[Opening Data section]

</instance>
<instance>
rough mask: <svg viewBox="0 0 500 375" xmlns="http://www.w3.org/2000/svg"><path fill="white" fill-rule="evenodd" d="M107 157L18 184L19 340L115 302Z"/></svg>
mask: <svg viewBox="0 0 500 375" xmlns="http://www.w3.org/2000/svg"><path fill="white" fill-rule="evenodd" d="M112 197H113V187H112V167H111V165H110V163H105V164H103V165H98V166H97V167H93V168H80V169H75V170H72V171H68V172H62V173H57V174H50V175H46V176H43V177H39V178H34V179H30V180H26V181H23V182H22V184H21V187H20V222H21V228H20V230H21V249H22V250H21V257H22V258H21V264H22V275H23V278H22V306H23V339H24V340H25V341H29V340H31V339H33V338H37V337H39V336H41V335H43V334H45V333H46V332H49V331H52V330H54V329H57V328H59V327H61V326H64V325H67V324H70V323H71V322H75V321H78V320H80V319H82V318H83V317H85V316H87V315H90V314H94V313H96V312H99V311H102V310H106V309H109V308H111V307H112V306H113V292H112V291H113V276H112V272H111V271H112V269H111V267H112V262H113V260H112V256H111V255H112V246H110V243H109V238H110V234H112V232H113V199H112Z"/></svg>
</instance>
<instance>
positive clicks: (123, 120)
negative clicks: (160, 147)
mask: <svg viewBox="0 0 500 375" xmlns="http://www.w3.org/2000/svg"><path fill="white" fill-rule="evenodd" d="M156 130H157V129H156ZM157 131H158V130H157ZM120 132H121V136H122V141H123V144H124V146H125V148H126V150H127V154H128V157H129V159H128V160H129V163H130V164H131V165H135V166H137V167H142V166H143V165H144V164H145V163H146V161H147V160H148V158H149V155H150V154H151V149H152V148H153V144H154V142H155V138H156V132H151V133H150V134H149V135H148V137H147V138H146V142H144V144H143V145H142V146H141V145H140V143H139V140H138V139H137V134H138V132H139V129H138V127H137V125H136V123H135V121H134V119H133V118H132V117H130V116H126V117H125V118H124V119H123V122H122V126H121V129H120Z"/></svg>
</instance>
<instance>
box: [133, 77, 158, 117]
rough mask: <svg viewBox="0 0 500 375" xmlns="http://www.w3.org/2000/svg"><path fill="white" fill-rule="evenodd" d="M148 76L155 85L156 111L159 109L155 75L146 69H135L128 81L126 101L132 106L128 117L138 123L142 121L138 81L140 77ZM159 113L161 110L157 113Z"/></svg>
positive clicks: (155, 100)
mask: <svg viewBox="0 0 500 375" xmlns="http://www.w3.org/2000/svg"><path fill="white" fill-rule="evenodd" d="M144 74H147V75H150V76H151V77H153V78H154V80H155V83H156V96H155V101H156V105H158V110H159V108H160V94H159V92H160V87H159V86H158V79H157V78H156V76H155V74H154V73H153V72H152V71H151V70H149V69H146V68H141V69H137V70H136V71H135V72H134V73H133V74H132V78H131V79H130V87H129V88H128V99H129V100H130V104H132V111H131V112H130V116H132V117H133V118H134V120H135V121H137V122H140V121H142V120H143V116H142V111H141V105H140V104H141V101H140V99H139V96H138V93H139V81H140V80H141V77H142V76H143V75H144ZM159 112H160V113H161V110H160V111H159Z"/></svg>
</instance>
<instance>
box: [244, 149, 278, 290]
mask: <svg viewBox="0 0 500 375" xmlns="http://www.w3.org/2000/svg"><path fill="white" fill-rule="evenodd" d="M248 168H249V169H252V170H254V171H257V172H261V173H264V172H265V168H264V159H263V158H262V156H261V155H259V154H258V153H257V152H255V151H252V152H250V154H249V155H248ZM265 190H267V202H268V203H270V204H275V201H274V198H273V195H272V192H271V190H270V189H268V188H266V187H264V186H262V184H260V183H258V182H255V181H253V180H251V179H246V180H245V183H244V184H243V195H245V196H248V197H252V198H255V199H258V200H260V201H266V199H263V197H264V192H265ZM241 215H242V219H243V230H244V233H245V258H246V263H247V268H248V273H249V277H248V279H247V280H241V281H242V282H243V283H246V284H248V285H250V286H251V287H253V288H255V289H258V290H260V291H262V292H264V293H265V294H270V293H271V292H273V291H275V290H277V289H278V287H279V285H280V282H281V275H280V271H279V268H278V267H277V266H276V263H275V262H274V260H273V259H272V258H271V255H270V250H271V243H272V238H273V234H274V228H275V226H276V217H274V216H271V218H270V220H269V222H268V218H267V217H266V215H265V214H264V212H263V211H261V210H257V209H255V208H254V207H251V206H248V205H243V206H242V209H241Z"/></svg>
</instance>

[Closing Data section]
[Opening Data section]

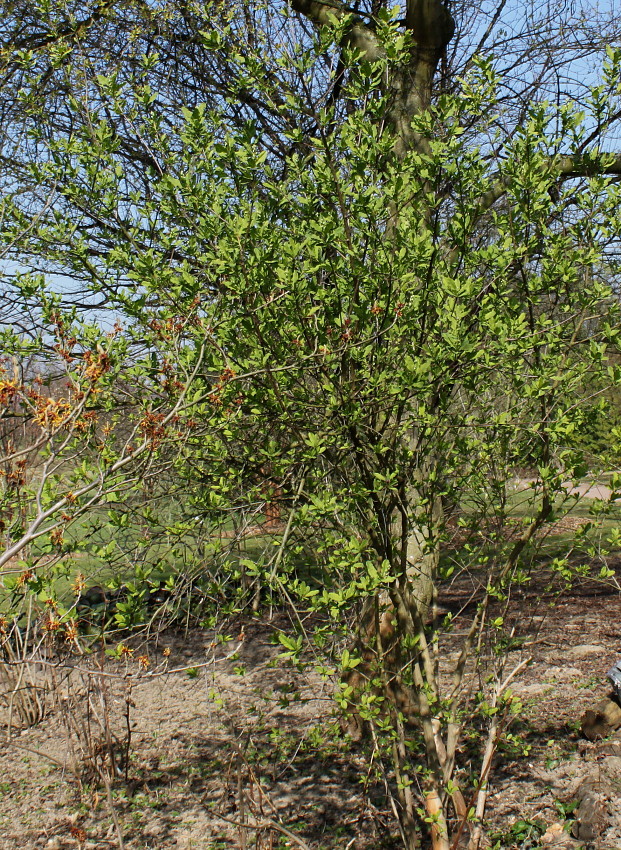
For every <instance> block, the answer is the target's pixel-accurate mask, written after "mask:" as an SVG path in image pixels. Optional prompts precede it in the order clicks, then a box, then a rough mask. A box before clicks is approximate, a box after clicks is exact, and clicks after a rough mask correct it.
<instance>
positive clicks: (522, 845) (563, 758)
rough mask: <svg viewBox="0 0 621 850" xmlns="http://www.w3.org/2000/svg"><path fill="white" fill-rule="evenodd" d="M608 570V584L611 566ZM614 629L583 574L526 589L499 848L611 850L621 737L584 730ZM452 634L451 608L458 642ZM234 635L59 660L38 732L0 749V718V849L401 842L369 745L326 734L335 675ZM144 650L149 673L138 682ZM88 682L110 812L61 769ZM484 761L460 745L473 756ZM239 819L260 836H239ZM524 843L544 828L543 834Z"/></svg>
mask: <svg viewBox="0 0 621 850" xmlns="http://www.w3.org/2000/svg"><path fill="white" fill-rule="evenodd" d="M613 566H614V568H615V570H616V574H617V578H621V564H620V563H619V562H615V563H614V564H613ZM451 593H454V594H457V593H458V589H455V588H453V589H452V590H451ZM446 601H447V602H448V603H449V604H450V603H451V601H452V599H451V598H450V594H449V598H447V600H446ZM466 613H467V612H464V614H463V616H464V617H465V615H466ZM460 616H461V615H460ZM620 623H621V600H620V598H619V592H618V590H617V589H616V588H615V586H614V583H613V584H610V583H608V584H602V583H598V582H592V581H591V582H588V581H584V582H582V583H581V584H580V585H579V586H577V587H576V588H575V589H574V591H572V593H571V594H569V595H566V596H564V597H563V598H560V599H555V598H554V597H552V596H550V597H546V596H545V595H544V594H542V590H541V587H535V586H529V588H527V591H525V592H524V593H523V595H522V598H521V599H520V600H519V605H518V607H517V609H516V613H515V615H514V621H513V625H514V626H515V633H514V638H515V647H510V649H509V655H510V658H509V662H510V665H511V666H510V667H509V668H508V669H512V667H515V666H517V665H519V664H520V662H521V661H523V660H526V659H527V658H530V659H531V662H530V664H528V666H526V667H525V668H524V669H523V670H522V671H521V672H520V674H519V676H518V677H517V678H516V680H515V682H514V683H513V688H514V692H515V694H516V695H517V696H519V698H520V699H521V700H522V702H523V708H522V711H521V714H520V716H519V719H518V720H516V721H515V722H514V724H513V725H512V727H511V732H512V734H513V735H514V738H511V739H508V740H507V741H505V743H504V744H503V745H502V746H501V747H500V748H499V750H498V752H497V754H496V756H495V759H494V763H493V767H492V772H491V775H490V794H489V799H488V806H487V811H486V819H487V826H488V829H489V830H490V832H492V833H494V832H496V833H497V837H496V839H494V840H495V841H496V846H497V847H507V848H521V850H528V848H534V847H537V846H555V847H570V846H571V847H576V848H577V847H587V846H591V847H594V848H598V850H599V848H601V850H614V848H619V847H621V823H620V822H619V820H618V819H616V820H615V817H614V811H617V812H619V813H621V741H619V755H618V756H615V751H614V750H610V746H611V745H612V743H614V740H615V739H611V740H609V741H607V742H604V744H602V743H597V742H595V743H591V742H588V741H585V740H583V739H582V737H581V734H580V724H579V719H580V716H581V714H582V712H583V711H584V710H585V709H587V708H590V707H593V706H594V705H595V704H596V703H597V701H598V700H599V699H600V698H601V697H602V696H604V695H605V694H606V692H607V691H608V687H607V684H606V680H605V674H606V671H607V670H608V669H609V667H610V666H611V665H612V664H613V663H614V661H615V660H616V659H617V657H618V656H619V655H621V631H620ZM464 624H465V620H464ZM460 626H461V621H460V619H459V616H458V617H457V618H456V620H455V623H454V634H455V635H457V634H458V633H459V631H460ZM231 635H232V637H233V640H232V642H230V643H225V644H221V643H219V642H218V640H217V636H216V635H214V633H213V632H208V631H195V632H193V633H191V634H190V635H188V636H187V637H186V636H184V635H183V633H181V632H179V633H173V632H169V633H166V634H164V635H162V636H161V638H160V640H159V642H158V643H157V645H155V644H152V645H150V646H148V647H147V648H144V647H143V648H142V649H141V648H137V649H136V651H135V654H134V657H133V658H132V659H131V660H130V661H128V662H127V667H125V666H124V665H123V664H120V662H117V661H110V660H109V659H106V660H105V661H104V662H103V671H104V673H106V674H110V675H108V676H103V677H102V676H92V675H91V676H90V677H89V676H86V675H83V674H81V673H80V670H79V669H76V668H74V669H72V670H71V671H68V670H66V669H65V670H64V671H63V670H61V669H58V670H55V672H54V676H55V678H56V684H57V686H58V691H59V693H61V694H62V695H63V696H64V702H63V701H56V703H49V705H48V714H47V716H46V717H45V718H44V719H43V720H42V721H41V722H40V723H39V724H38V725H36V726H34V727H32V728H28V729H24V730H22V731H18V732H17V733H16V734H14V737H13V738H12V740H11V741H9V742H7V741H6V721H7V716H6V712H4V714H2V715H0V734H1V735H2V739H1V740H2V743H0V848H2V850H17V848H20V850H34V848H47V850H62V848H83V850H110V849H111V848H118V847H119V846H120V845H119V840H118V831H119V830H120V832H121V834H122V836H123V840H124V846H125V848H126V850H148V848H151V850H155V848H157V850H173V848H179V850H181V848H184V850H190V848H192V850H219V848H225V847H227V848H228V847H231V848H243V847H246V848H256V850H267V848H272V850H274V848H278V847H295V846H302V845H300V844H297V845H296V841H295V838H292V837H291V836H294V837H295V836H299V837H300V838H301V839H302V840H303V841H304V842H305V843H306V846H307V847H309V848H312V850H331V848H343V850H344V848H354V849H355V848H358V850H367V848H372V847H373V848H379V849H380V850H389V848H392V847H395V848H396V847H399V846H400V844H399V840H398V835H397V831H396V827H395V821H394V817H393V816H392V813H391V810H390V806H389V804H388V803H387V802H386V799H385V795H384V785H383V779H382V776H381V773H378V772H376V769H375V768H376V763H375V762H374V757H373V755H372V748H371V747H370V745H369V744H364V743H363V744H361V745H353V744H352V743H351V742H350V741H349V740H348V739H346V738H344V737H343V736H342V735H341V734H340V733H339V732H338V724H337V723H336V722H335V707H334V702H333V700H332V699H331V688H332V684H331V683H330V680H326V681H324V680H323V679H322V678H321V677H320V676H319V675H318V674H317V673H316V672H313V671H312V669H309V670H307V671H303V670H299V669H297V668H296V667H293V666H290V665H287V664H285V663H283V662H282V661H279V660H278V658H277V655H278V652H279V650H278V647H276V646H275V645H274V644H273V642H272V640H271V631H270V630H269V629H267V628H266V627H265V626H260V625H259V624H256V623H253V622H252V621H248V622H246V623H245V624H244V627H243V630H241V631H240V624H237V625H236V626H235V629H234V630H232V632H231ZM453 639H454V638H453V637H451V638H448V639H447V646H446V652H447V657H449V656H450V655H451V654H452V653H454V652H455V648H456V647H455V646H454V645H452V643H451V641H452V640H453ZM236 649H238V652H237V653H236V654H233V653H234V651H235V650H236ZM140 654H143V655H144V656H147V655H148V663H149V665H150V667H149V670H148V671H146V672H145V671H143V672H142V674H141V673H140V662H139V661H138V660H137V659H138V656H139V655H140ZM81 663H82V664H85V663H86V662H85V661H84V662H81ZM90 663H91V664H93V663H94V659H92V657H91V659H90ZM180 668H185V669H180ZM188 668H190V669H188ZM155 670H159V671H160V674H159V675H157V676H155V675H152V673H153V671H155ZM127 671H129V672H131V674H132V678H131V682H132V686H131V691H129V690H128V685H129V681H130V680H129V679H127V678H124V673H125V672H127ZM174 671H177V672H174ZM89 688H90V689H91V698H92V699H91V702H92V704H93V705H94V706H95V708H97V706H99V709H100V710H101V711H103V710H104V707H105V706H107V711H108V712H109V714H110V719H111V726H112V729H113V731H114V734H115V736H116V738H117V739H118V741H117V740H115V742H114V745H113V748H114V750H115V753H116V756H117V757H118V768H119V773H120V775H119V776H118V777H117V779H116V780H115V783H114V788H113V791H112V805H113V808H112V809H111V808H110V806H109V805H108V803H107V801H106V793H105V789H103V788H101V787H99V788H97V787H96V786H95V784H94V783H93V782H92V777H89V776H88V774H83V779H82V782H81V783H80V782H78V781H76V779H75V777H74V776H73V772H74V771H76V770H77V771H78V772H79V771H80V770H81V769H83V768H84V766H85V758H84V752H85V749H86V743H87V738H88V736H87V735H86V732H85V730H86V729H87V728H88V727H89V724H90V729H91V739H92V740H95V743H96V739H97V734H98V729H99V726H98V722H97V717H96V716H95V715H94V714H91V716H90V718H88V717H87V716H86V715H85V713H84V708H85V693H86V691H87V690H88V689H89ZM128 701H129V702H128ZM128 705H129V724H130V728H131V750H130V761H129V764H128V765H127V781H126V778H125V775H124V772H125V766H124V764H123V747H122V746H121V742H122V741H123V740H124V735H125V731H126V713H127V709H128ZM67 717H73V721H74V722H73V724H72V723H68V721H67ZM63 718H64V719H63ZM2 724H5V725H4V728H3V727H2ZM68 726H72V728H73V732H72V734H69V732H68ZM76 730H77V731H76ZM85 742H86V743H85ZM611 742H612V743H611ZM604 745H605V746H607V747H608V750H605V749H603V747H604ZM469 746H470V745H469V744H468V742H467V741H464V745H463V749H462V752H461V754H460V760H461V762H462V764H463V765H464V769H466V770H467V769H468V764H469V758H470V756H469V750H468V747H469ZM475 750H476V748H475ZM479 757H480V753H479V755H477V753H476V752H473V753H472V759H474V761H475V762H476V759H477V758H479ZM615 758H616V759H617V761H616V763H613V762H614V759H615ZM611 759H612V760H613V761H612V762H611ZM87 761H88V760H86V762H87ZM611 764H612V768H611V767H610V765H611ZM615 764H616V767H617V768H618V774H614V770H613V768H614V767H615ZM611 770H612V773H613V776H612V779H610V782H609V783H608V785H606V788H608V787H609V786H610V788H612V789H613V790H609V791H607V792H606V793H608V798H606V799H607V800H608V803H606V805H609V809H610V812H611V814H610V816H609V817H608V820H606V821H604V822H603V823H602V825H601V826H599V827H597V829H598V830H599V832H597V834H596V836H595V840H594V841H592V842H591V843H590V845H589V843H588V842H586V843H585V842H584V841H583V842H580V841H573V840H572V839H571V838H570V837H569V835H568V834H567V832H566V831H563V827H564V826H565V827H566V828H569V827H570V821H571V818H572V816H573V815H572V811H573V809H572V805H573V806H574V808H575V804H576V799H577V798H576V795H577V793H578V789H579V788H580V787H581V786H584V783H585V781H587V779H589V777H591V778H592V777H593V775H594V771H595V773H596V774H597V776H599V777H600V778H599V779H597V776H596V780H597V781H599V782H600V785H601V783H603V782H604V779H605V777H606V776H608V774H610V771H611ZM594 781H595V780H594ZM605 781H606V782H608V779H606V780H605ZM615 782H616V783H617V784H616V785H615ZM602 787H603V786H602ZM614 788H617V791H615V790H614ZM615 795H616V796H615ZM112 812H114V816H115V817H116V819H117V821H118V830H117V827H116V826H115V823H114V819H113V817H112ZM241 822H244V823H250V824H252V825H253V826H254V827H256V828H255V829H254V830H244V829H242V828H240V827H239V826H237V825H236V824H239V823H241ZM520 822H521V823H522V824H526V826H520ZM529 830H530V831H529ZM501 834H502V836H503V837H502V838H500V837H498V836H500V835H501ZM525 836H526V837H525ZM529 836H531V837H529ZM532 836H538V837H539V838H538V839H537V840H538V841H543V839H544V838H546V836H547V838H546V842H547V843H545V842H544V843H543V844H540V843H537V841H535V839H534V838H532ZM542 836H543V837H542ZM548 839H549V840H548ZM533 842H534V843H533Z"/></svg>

[Closing Data section]

> Try it
Please output the lines of the listing above that fall in the stretch from the one with "box: [133, 77, 158, 117]" through the one with "76L155 85L156 111L159", exactly and only those.

> Response box
box: [133, 77, 158, 117]
rough mask: <svg viewBox="0 0 500 375" xmlns="http://www.w3.org/2000/svg"><path fill="white" fill-rule="evenodd" d="M148 76L155 85L156 111L159 109L155 75L146 69H135L128 81L126 101L132 106L128 117L138 123L142 121L138 81L140 77ZM159 113L161 110L157 113Z"/></svg>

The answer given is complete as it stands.